[[ PAGE TEXT open ]]
The culprit is a potent cocktail of inflation and lifestyle creep. Prices are up at least 24% since the start of 2020. A $100,000 salary in 2005 would require an income of $170,000 today just to have the same purchasing power.
As Libby Rodney, Chief Strategy Officer at The Harris Poll, puts it: "People used to feel when you got to six figures or above that it was a sign of financial stability. And now we just see that as a sign of surviving, and being in survival mode."
This feeling is especially acute in major cities. In 25 of the 100 largest U.S. metro areas, the average monthly spending on basic necessities for a family of three now exceeds a $100,000 annual income. The dream of a comfortable life on a high salary is fading. For most, a salary alone is a treadmill, not a path to wealth.
The Wealth Gap Widens

Image Credit: Federal Reserve
The gap between earning a high income and building real wealth has never been wider. While many high earners are living paycheck to paycheck, the ultra-wealthy are pulling away at an unprecedented rate.
According to the Federal Reserve, the top 1% of U.S. households now hold over 30% of the country's wealth. That is a staggering $49.2 trillion. Since 1989, the richest 1% of U.S. households have gained nearly 1,000 times more wealth than the bottom 20% combined.
[[ PAGE TEXT closed ]]
[[ RECORDED INFORMATION open ]]
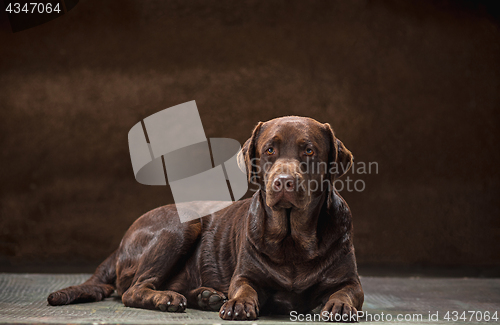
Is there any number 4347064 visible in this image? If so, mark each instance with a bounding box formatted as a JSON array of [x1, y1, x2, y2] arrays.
[[443, 310, 498, 322], [5, 2, 61, 14]]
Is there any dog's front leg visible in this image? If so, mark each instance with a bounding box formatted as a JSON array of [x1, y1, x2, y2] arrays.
[[219, 276, 259, 320], [321, 280, 364, 322]]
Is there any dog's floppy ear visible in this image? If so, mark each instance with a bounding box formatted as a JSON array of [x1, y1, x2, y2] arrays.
[[325, 123, 354, 185], [236, 122, 264, 182]]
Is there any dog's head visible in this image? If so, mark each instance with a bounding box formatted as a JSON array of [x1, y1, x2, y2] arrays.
[[238, 116, 353, 210]]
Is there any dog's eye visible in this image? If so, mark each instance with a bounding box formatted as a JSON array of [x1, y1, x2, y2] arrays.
[[305, 148, 314, 156]]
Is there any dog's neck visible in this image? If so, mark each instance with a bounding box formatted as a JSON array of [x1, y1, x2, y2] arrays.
[[248, 191, 327, 260]]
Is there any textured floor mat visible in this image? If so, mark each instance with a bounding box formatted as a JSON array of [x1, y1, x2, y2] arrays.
[[0, 274, 500, 324]]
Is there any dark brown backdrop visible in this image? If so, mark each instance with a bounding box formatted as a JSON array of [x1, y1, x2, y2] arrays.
[[0, 0, 500, 274]]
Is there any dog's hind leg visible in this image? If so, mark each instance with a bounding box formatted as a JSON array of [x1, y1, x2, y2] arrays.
[[118, 213, 201, 312], [47, 252, 117, 306]]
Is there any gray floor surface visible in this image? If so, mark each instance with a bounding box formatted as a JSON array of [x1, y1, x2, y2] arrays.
[[0, 273, 500, 324]]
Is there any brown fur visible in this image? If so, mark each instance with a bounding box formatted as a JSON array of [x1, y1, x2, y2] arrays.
[[48, 117, 364, 320]]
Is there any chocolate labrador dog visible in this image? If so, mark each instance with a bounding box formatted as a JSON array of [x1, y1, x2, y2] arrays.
[[48, 116, 364, 320]]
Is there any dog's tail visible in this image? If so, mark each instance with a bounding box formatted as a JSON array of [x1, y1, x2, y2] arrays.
[[47, 251, 117, 306]]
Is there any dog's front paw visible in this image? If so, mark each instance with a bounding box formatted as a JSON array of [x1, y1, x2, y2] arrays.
[[219, 298, 259, 320], [321, 299, 358, 323]]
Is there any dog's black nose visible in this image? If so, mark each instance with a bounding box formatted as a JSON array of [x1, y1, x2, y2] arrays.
[[273, 174, 295, 192]]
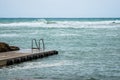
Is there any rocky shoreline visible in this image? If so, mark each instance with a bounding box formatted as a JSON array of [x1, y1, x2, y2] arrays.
[[0, 42, 20, 52]]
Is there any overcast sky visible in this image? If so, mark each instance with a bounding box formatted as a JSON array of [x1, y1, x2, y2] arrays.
[[0, 0, 120, 18]]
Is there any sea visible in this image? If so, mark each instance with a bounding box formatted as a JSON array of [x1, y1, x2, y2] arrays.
[[0, 18, 120, 80]]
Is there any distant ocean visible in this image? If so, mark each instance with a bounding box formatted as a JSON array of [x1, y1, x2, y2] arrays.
[[0, 18, 120, 80]]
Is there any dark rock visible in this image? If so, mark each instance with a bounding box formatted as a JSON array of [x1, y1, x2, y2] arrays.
[[0, 42, 20, 52]]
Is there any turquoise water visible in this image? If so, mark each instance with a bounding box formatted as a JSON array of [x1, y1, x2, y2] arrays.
[[0, 18, 120, 80]]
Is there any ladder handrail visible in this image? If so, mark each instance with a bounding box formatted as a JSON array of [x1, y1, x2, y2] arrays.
[[31, 39, 45, 52], [38, 39, 45, 51], [31, 39, 39, 49]]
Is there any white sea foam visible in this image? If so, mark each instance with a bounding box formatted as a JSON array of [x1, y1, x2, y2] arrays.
[[0, 34, 18, 37], [0, 20, 120, 28]]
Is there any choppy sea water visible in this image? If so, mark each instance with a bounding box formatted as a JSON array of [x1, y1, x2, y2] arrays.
[[0, 18, 120, 80]]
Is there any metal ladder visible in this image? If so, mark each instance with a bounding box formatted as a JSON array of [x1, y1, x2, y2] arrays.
[[31, 39, 45, 53]]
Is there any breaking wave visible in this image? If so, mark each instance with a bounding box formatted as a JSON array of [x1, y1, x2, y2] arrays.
[[0, 19, 120, 28]]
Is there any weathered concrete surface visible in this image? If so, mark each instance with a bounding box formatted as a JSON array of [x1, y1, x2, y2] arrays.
[[0, 49, 58, 66]]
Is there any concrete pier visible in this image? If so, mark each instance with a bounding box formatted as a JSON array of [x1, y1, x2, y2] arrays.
[[0, 50, 58, 67]]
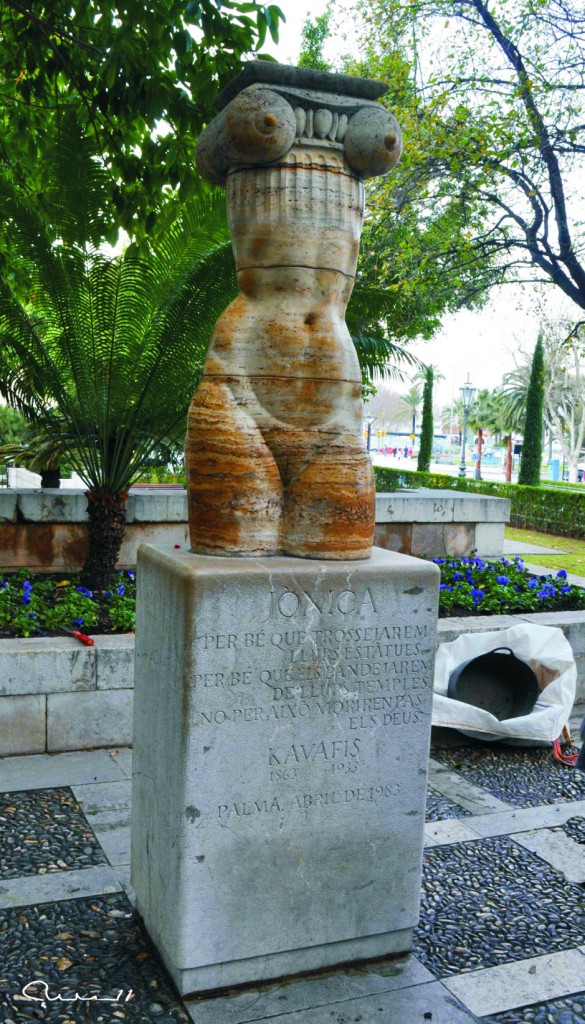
[[ RECORDED INFORMATION closed ]]
▶ **REQUIRED WORK**:
Reproduce the full passage on six-figure salaries and the widening wealth gap, word for word.

▶ **RESULT OF THE TASK**:
The culprit is a potent cocktail of inflation and lifestyle creep. Prices are up at least 24% since the start of 2020. A $100,000 salary in 2005 would require an income of $170,000 today just to have the same purchasing power.
As Libby Rodney, Chief Strategy Officer at The Harris Poll, puts it: "People used to feel when you got to six figures or above that it was a sign of financial stability. And now we just see that as a sign of surviving, and being in survival mode."
This feeling is especially acute in major cities. In 25 of the 100 largest U.S. metro areas, the average monthly spending on basic necessities for a family of three now exceeds a $100,000 annual income. The dream of a comfortable life on a high salary is fading. For most, a salary alone is a treadmill, not a path to wealth.
The Wealth Gap Widens

Image Credit: Federal Reserve
The gap between earning a high income and building real wealth has never been wider. While many high earners are living paycheck to paycheck, the ultra-wealthy are pulling away at an unprecedented rate.
According to the Federal Reserve, the top 1% of U.S. households now hold over 30% of the country's wealth. That is a staggering $49.2 trillion. Since 1989, the richest 1% of U.S. households have gained nearly 1,000 times more wealth than the bottom 20% combined.